Listed records:
──────

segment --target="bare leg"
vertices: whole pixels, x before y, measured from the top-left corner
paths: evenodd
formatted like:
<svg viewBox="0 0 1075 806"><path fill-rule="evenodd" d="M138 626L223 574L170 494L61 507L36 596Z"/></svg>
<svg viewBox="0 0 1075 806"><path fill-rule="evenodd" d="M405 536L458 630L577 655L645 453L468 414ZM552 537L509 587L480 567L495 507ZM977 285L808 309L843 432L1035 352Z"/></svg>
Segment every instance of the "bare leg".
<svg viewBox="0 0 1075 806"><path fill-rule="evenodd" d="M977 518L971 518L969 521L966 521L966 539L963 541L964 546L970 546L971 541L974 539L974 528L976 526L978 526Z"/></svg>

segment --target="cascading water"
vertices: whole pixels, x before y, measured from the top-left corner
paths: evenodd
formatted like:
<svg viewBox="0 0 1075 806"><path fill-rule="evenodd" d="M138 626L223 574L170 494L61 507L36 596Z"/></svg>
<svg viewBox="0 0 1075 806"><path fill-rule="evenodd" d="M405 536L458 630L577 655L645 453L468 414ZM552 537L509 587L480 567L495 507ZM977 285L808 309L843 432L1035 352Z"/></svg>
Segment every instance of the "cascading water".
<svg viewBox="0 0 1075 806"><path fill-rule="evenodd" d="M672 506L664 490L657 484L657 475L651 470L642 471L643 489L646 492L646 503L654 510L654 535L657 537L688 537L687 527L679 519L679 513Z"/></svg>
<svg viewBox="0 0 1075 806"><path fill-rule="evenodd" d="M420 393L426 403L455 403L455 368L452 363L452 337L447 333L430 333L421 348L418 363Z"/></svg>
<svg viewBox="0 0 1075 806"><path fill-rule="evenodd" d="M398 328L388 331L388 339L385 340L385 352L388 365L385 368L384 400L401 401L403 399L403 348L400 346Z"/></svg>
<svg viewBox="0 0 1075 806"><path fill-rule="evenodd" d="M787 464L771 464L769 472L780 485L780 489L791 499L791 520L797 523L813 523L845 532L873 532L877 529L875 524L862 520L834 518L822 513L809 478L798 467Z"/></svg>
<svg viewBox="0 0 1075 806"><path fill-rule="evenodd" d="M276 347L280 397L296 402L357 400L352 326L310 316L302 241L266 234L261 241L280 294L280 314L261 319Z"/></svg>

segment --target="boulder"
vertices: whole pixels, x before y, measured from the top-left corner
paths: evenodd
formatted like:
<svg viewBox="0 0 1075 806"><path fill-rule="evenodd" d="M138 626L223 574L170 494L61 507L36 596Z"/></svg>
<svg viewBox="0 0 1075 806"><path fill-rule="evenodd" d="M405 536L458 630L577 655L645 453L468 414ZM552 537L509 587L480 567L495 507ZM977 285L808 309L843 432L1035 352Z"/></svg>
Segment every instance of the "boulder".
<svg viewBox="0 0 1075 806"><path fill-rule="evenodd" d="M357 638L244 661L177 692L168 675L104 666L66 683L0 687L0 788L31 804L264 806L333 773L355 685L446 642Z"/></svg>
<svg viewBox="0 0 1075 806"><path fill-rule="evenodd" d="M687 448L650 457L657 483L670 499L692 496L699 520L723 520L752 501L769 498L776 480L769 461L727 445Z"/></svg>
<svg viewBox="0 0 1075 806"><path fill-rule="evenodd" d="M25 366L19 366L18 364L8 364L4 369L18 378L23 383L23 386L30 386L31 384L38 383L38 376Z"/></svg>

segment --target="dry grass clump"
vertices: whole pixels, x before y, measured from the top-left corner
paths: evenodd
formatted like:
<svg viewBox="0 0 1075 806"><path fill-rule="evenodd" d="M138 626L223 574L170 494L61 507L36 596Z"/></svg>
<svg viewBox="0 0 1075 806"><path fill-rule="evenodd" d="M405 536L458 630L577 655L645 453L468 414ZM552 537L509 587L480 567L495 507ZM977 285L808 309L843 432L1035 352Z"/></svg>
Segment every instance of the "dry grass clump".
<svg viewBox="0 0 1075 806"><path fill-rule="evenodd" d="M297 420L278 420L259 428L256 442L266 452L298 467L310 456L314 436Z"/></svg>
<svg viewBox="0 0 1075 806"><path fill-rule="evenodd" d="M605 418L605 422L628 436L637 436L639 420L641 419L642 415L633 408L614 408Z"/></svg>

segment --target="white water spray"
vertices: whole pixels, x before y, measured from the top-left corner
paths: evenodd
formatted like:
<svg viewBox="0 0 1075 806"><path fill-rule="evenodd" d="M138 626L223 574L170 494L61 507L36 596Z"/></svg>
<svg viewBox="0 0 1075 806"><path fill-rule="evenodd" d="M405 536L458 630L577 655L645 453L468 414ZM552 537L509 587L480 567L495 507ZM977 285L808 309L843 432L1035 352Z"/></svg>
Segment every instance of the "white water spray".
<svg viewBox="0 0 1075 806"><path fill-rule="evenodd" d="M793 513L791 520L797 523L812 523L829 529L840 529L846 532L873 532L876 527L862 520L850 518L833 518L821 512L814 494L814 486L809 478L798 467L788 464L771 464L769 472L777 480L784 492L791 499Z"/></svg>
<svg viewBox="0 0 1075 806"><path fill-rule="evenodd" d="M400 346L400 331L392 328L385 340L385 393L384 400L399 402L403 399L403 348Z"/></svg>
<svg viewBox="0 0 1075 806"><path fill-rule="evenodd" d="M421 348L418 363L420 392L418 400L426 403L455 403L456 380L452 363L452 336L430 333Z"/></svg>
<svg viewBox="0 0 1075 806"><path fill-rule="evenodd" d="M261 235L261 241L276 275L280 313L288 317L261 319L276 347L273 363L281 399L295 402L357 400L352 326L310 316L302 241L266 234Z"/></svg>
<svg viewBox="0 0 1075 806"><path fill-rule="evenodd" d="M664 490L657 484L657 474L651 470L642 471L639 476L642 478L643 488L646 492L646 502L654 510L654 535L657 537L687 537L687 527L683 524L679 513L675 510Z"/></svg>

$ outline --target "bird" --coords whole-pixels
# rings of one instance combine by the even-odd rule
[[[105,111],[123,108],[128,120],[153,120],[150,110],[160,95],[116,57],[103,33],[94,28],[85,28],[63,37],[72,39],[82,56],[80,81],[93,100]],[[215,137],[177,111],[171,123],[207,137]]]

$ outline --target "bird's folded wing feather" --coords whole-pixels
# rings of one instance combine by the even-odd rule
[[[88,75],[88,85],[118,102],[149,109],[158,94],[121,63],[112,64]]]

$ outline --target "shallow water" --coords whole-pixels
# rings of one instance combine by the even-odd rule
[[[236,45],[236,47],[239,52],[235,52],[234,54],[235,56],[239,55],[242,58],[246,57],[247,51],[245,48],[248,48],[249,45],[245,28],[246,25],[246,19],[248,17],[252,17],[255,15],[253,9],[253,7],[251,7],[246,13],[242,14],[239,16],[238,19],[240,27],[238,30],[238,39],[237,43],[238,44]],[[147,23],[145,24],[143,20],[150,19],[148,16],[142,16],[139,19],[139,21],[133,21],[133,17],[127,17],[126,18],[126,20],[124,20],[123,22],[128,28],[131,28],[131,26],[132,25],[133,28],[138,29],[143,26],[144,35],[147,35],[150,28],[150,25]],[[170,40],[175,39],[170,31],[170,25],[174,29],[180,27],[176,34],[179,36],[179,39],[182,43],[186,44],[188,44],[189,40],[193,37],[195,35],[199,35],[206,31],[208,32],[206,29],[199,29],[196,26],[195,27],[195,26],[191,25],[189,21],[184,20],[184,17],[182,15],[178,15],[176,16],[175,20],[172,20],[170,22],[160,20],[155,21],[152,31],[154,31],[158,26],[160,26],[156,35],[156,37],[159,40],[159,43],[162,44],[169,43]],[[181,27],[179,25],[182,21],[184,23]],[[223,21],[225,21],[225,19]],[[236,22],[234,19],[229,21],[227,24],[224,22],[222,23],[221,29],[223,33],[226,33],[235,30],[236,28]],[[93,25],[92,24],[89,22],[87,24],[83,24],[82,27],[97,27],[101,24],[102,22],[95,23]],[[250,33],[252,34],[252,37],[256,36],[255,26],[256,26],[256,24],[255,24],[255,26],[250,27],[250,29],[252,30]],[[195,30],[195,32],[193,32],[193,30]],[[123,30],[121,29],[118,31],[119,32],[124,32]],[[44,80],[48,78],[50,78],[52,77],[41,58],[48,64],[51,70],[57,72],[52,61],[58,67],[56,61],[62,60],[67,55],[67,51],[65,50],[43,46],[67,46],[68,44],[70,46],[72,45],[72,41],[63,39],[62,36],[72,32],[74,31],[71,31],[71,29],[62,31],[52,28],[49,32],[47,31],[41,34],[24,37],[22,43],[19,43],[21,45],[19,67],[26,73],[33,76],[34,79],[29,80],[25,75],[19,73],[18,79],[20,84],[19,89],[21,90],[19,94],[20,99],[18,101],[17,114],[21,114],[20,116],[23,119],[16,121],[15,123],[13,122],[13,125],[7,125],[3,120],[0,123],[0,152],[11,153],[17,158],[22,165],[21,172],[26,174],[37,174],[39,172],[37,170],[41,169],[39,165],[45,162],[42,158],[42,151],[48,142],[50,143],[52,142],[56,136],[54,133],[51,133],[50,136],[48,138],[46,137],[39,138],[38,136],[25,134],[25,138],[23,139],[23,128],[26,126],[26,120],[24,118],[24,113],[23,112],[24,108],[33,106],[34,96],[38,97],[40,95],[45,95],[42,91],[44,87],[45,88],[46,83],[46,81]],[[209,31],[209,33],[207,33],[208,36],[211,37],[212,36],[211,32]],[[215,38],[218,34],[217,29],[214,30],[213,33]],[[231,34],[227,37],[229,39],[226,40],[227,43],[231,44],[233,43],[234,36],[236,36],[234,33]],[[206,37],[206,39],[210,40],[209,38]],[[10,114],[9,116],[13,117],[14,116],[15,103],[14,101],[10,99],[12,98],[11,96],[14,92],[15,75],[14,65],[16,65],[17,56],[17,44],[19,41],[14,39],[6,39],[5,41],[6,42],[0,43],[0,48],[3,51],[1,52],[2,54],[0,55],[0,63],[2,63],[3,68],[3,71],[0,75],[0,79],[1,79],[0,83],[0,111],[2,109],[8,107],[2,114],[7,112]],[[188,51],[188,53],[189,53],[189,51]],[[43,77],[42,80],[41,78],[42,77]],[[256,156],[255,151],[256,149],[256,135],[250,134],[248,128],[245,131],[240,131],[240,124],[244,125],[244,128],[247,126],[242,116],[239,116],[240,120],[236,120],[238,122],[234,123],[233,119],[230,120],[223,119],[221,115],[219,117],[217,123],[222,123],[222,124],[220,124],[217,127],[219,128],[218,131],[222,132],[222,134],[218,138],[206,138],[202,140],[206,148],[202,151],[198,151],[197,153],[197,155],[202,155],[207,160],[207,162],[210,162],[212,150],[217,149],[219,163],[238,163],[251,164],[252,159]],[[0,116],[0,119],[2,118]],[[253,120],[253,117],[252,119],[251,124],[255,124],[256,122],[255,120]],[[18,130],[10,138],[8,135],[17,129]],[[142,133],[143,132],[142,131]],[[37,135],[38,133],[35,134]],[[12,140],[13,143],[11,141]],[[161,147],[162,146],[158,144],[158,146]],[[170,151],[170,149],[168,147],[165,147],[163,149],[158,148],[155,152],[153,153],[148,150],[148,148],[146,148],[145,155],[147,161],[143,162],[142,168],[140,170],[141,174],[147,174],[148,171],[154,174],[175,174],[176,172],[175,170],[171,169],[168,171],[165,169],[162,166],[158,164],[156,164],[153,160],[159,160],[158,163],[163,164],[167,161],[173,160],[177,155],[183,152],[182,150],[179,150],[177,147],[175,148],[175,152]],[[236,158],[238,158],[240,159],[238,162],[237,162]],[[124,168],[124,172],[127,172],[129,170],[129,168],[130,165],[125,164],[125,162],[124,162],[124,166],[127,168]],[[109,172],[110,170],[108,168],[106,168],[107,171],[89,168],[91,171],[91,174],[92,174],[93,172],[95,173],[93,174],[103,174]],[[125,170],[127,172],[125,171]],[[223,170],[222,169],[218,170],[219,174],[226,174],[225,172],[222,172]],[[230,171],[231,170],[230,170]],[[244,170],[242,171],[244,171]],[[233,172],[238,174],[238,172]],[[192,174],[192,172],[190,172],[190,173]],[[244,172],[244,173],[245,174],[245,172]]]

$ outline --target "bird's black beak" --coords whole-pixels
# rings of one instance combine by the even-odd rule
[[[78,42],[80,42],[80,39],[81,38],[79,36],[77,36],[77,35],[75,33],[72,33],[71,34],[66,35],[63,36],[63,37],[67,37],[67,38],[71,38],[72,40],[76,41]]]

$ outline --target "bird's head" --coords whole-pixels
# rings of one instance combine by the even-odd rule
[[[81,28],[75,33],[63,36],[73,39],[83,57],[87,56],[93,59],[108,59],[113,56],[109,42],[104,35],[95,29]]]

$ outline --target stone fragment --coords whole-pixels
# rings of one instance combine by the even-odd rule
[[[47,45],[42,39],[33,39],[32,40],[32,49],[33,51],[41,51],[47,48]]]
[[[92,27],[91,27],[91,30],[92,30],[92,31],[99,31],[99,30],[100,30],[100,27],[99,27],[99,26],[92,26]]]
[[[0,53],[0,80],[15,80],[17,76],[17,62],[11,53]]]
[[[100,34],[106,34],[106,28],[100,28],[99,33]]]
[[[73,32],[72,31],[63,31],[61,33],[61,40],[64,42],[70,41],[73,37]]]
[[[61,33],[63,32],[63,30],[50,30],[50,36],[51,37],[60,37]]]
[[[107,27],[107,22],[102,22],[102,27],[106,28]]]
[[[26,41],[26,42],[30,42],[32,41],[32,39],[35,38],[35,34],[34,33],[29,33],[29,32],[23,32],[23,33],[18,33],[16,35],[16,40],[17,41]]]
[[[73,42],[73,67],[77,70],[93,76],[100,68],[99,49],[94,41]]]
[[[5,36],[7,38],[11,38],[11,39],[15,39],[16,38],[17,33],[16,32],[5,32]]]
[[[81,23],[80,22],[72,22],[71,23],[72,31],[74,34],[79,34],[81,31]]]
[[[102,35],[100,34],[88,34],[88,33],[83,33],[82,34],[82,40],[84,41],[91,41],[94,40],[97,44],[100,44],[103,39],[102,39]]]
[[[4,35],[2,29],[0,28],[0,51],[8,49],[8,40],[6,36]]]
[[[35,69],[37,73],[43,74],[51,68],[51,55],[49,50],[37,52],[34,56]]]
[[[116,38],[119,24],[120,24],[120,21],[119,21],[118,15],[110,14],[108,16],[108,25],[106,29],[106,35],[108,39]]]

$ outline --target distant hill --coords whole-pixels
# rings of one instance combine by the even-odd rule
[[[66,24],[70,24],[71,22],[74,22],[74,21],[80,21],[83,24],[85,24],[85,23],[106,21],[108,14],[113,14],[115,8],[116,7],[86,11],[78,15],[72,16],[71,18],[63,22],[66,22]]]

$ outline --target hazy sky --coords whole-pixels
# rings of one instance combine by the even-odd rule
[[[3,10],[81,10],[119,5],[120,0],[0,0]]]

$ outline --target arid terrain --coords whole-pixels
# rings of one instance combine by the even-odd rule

──────

Copy the records word for word, starting at the very first line and stopping after the line that contains "518L971 518L969 521L966".

Completed task:
segment --target="bare leg"
vertices: whole pixels, x before y, measured from the top-left corner
paths: evenodd
formatted like:
<svg viewBox="0 0 1075 806"><path fill-rule="evenodd" d="M138 626L223 574L170 494L61 507L36 596Z"/></svg>
<svg viewBox="0 0 1075 806"><path fill-rule="evenodd" d="M405 536L458 630L577 655L645 453L468 414ZM552 537L509 587L480 567L495 507ZM977 285L808 309L843 432L1035 352Z"/></svg>
Segment every instance of the "bare leg".
<svg viewBox="0 0 1075 806"><path fill-rule="evenodd" d="M977 518L971 518L969 521L966 521L966 539L963 541L964 546L970 546L971 541L974 539L974 528L976 526L978 526Z"/></svg>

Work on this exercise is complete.